--- Start of Excerpted records ---

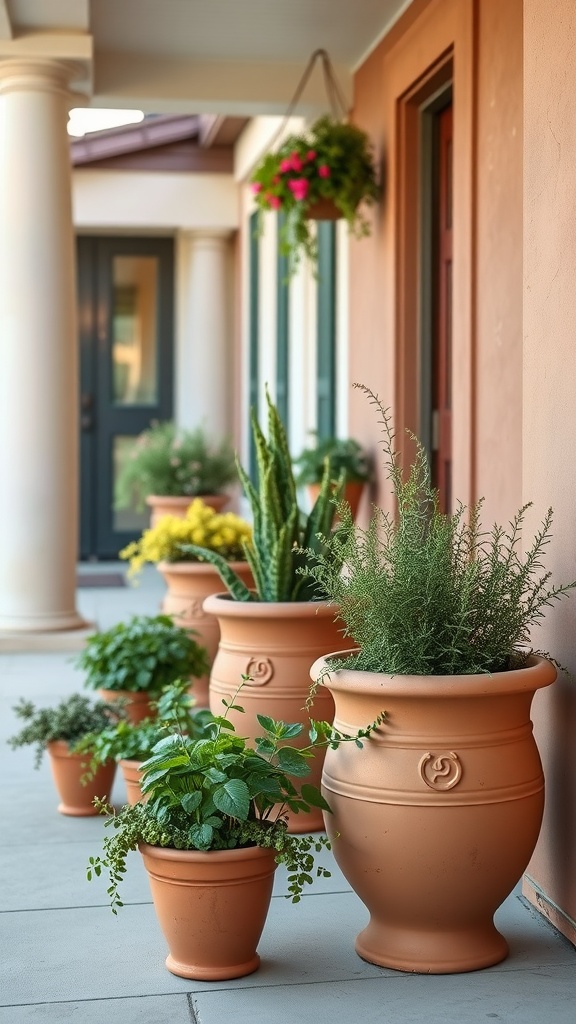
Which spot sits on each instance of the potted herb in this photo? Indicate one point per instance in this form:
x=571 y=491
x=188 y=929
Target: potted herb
x=57 y=730
x=137 y=658
x=211 y=834
x=190 y=579
x=170 y=463
x=346 y=457
x=274 y=630
x=130 y=743
x=326 y=172
x=439 y=817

--- End of Excerpted records ---

What you have to do: Copy out every line of the item above, including the request, but leave out the picture. Shift each x and y coordinate in the answer points by -66.

Result of the task:
Which spot sits on each instance of the potted herb in this photo? Indicate one point per instance in this form:
x=571 y=491
x=188 y=929
Target: potted herb
x=-9 y=664
x=71 y=592
x=145 y=768
x=124 y=513
x=104 y=397
x=280 y=391
x=208 y=564
x=64 y=677
x=260 y=106
x=373 y=751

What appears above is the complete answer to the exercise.